Gender: genderfluid, but leaning towards transfeminine.
Sexual orientation: demisexual/pansexual.
Age: 23.
Location: Mostly China, sometimes in the United States.
I suffer from severe depression (though it has improved with treatment), and I am probably the person who cries the most on this forum. I cry at least seven times a day on average, often crying all day. When I cry, I produce copious amounts of tears that almost never stop (once, when I had a breakdown in the middle of the night, I found that my pillow was soaked through with tears, and the back of the pillow was wet as well).
A few years ago, when I used to cry at school (usually eight or nine times per day), it was mostly silent, but my whole body would shake violently, not just because of sobbing, but also because my crying often co-occurs with physical symptoms of depression. Now when I cry, I tend to make sobbing noises, but don't scream. When I cry heavily, I tend to hyperventilate slightly. My facial expressions can be very intense when crying, or not very noticeable at all, but my lips always curl up no matter what. When I cry, tears fall from all edges of my eyes, covering my whole face. Sometimes there are seven or eight streaks on my face, and tears constantly fall, so every time I blink, new tears fall and stay on my face. The tears are usually large and the streaks are thick. The sound of my crying is extremely weak and shaky, leading others to become very protective of me and describe my voice as pleasant (in fact, I've tried voice acting and was very successful). Usually, I make gasping sounds when I cry, but if I don't, there will be very small nasal sounds (some people say I sound like a small stray cat when I cry).
My emotional crying often lasts for more than three hours, and if there is no one to comfort me, or if nothing happens to distract me, it's hard for me to stop crying. Many times, I've cried for an entire day without stopping. I drink a lot of water, and afterward, I write about my self-obs in that day. I have several bottles specifically for collecting tears, and now I have four 500mL bottles filled with tears, and this is just from crying at home in one year. My eyes are rarely not swollen or red every day. Although I rely on tears to release emotions, I still self-harm very often.

** What to work on **
a - Retype the forum post from "Gender: genderfluid, but" to "wet as well).".
b - According to the forum post, how many 500mL bottles has the writer filled with tears?
The material after this point comes from a separate source.

** Data to examine **
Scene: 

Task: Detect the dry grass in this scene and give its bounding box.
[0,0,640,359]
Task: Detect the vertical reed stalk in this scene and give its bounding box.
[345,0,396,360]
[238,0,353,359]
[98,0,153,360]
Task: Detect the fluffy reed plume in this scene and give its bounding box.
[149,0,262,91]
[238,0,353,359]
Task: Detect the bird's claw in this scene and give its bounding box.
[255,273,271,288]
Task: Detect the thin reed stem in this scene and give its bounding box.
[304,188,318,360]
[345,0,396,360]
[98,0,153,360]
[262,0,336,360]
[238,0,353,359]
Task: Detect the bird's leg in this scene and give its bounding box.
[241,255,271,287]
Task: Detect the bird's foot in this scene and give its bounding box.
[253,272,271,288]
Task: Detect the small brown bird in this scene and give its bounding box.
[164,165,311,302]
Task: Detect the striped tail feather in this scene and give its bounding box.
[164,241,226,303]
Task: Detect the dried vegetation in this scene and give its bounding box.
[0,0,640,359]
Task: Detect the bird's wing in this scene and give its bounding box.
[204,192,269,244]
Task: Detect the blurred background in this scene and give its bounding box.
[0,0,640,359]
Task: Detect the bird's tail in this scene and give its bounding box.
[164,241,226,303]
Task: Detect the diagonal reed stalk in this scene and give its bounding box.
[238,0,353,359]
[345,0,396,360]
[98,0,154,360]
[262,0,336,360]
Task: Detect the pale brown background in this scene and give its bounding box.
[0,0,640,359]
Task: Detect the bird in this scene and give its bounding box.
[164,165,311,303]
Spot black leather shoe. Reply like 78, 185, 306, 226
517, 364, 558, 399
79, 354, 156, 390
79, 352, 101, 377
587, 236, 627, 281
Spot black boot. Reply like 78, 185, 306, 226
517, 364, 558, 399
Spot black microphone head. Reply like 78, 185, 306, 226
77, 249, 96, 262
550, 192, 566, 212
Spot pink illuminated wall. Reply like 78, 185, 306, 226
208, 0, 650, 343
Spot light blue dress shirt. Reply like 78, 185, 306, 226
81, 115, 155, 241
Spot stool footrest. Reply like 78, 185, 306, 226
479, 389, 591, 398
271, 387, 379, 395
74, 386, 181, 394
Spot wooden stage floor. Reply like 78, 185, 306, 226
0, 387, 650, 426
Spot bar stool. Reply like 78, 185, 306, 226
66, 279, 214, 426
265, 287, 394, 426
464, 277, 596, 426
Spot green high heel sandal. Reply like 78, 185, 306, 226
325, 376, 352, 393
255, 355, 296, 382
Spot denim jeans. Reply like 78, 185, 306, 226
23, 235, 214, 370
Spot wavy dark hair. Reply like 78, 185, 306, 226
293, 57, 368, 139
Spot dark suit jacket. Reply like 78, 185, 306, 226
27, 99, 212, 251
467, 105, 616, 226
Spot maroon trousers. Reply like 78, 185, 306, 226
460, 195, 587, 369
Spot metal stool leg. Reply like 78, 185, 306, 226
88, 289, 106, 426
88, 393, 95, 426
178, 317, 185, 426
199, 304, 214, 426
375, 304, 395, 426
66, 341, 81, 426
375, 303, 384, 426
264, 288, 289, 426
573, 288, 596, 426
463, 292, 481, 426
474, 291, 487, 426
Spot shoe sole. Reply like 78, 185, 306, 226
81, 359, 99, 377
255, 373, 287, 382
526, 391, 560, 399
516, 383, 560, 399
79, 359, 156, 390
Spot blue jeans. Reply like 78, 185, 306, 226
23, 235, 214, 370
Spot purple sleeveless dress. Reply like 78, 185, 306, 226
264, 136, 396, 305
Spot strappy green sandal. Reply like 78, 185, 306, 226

** List of solutions **
a -
Gender: genderfluid, but leaning towards transfeminine.
Sexual orientation: demisexual/pansexual.
Age: 23.
Location: Mostly China, sometimes in the United States.
I suffer from severe depression (though it has improved with treatment), and I am probably the person who cries the most on this forum. I cry at least seven times a day on average, often crying all day. When I cry, I produce copious amounts of tears that almost never stop (once, when I had a breakdown in the middle of the night, I found that my pillow was soaked through with tears, and the back of the pillow was wet as well).

b - Four.